§ DATA TO PROCESS:
━━━━━━━━━━━━━━━━

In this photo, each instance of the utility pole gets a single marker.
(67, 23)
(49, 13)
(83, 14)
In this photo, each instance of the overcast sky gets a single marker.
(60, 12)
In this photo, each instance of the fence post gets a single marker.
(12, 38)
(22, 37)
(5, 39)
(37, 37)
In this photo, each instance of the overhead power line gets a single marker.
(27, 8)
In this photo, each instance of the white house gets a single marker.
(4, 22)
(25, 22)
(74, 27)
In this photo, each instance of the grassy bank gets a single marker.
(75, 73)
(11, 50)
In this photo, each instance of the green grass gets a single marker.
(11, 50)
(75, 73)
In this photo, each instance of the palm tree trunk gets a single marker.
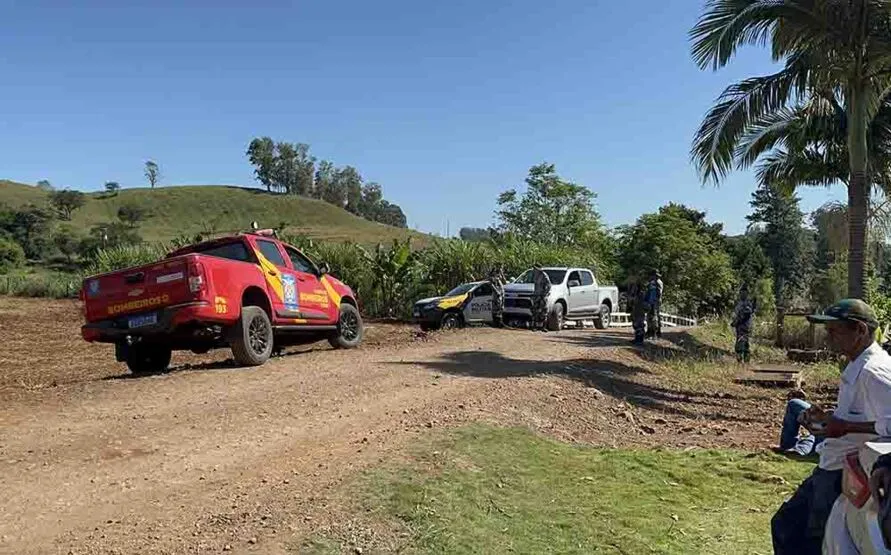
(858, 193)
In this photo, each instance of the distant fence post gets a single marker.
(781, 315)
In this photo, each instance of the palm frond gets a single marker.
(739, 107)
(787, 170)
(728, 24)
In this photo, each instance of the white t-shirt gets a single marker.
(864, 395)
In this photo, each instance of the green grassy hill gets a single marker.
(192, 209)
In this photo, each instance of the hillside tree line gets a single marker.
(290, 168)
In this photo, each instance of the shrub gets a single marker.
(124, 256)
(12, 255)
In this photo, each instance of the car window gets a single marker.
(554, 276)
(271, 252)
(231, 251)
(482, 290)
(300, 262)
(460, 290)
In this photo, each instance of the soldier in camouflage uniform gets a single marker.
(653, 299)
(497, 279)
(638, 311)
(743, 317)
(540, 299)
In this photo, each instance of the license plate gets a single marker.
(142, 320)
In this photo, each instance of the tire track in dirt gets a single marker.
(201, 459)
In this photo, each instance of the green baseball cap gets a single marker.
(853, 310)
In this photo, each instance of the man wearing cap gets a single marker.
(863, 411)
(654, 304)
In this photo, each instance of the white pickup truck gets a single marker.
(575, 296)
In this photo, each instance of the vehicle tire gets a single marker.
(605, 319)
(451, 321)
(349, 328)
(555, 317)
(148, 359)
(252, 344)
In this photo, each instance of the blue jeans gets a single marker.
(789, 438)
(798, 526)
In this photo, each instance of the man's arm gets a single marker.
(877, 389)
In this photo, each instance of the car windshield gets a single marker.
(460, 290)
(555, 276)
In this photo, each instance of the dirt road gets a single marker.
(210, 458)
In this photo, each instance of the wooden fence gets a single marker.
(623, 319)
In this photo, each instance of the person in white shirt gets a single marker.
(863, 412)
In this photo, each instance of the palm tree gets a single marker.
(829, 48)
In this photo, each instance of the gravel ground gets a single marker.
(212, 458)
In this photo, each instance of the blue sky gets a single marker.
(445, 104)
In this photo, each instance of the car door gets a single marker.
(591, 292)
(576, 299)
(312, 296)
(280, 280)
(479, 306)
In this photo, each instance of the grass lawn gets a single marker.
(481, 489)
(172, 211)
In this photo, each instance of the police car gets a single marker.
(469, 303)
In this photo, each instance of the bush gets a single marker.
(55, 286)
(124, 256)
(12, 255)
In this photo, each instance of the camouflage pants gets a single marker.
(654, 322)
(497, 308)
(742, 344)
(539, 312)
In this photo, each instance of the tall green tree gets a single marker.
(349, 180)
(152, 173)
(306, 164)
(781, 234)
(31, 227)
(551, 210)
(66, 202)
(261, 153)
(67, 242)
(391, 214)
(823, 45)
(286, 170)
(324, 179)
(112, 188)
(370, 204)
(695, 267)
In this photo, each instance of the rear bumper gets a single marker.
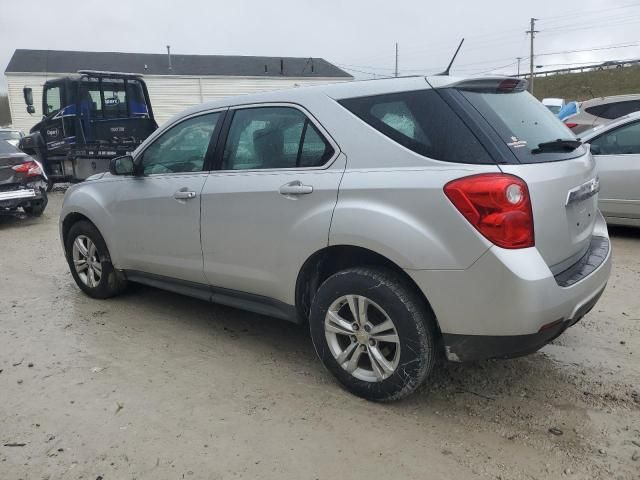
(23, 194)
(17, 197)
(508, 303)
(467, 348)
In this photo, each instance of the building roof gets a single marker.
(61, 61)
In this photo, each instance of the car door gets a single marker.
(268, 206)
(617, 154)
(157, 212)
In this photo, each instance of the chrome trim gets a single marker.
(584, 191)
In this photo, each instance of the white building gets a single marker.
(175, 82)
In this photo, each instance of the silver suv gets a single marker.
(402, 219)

━━━━━━━━━━━━━━━━

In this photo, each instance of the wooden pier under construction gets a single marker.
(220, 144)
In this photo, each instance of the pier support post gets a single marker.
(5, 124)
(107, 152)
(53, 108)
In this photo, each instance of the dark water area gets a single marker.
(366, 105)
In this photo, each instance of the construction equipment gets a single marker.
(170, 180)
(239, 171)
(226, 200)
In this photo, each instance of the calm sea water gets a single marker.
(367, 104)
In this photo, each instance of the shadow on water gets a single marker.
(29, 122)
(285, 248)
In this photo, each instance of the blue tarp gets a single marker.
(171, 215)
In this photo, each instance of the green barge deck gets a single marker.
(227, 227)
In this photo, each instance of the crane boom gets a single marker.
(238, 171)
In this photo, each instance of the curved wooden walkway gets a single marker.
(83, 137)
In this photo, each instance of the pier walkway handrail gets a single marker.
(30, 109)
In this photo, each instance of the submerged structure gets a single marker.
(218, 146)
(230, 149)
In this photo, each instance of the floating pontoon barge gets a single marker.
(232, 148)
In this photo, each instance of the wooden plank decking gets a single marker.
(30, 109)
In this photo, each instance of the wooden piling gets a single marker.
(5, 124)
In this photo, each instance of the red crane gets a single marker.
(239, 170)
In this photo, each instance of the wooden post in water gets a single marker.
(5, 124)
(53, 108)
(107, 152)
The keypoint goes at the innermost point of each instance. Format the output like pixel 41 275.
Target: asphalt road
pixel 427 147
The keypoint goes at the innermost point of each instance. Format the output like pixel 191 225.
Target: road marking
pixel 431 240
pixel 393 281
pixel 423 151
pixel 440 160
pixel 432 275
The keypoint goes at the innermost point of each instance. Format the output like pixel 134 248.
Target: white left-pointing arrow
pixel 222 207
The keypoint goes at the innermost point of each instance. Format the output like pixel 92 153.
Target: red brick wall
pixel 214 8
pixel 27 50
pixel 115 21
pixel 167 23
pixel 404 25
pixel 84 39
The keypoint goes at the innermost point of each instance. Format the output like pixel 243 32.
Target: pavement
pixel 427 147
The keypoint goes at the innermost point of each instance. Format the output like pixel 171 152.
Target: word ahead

━━━━━━━━━━━━━━━━

§ EXERCISE BRIEF:
Please copy each line of the material that contains the word "like".

§ OUTPUT BELOW:
The keypoint goes at the innermost point of each instance. Format the output like pixel 41 275.
The keypoint goes at the innermost point of each instance. Format the output like pixel 191 225.
The keypoint goes at the innermost point of each instance. Format the output like pixel 134 248.
The keypoint goes at the innermost point of each instance. Format the output like pixel 92 153.
The keypoint goes at the innermost point of each instance. Format the output like pixel 243 32.
The keypoint goes at the innermost point of each instance. Format the output like pixel 171 152.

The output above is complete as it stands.